**PROBLEM STATEMENT:** All of the data below must be repeated exactly.

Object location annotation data
□ □ □

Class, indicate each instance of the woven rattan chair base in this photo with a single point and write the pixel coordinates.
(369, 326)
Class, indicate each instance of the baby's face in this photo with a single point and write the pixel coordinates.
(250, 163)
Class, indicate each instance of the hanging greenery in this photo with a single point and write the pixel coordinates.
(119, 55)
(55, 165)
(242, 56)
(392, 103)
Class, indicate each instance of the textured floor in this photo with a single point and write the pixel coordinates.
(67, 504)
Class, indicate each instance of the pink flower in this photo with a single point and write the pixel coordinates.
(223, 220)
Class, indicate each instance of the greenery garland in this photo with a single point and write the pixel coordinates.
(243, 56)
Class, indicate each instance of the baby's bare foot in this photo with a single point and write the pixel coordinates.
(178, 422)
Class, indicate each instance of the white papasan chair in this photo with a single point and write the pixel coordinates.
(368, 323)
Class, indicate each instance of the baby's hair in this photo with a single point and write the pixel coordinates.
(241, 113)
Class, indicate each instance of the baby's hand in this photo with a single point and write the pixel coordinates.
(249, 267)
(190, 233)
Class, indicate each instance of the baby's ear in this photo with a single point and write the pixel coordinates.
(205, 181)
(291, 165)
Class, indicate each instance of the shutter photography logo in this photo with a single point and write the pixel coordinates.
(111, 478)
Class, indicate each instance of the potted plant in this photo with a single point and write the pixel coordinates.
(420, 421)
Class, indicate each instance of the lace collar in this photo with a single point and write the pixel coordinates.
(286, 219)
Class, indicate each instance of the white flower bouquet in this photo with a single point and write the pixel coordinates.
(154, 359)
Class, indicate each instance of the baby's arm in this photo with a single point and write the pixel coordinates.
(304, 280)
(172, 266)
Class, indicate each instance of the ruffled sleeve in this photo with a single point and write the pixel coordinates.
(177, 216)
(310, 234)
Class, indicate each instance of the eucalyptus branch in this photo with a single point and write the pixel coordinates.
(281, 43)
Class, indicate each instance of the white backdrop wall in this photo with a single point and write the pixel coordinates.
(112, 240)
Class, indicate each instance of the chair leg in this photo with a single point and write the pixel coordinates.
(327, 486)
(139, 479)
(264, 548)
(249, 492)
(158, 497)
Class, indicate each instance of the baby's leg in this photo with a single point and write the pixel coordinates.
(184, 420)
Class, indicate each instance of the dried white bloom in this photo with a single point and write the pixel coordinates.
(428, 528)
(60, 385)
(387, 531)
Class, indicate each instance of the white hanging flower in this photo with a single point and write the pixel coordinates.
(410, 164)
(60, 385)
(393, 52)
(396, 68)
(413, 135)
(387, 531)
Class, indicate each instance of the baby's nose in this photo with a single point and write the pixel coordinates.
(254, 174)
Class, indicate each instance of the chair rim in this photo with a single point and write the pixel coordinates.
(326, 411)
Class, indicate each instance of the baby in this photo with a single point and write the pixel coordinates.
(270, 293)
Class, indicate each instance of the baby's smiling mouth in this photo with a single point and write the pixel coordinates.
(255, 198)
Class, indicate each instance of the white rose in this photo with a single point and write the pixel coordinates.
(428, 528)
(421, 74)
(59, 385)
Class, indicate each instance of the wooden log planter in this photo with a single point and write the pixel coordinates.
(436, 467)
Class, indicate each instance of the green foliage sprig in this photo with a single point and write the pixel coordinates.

□ □ □

**RESPONSE BELOW:**
Class, indicate each instance of the woven rattan chair base in this photo with a single point and write the pixel coordinates.
(369, 326)
Class, indicate each instance of the baby's face in this photo with a single point and write the pixel coordinates.
(250, 163)
Class, indicate each instance of the hanging greenery in this photo with a single point and write the pixel coordinates.
(119, 55)
(55, 165)
(242, 56)
(392, 103)
Class, indicate each instance of the textured floor in this photo with a single point and write the pixel coordinates.
(67, 504)
Class, indicate each instance of the pink flower in this photo with a single point and write the pixel coordinates.
(223, 220)
Class, indicate each instance of the greenery garland in this photo with a single point and write the pixel coordinates.
(243, 56)
Class, indicate each instance of the baby's bare foot in this photo with a single point and write the pixel coordinates.
(178, 422)
Class, indicate each instance of the white papasan chair in this photo with a single point and write the pixel coordinates.
(368, 323)
Class, indicate each instance of the baby's hair in this photo with a single point and write the pixel coordinates.
(241, 113)
Class, indicate each instance of the baby's hand in this photo with a single point and write the pixel coordinates.
(249, 267)
(190, 233)
Class, indicate each instance of the baby's ear in this photo with a single point and write the pixel coordinates.
(205, 181)
(291, 165)
Class, indicate each instance of the shutter photography logo in this photo with a single point and write the pixel coordinates.
(111, 478)
Class, indicate each instance of the potted plant in this photo with a single point and write the pixel coordinates.
(420, 421)
Class, indicate each instance of the lace collar in this photo with a single point and write the pixel coordinates.
(286, 219)
Class, indicate each instance of the white flower bouquet in this photo with a single point and write the pixel coordinates.
(154, 359)
Class, indicate each instance of the baby's arm in this photo with a single point and write the pixel coordinates.
(304, 280)
(172, 266)
Class, indicate each instance of the ruffled sleeve in this photo with a single point and write the pixel coordinates.
(177, 216)
(310, 234)
Class, indicate each instance of the eucalyptus branch in this photo with a single point and write the pixel coordinates.
(281, 43)
Class, indicate each instance of the white backdrop wall in this photo with a single point and write the pixel coordinates.
(112, 240)
Class, indicate each instance of the chair leg in this photo with a single point and write the pixel coordinates.
(327, 486)
(139, 479)
(264, 548)
(249, 492)
(158, 497)
Class, indicate each instance of the baby's leg in this photo with a single point and write the pixel coordinates.
(184, 420)
Class, indicate each instance of the dried white bloom in this photo with a single point and write the pixel coordinates.
(428, 528)
(60, 385)
(387, 531)
Class, indicate each instance of the white hanging flower in this photo with a single point and write the pixel coordinates.
(410, 164)
(60, 385)
(393, 52)
(396, 68)
(413, 135)
(387, 531)
Class, indicate each instance of the baby's nose in this photo with a single point and write the pixel coordinates.
(254, 174)
Class, indicate each instance of the chair rim in this photo with a single point and write the pixel coordinates.
(326, 411)
Class, indicate each instance of the baby in this photo with a single point and write the pixel coordinates.
(270, 293)
Class, indicate each instance of the baby's smiling mouth in this photo with a single point and write the pixel coordinates.
(255, 198)
Class, indicate each instance of the white rose in this photo with a single point and write the pixel coordinates.
(428, 528)
(421, 74)
(59, 385)
Class, indicate each instance of the wooden log planter in this photo with a single point and write the pixel coordinates.
(436, 467)
Class, indicate each instance of the green foliage sprig in this photo with a single point and write the pixel coordinates.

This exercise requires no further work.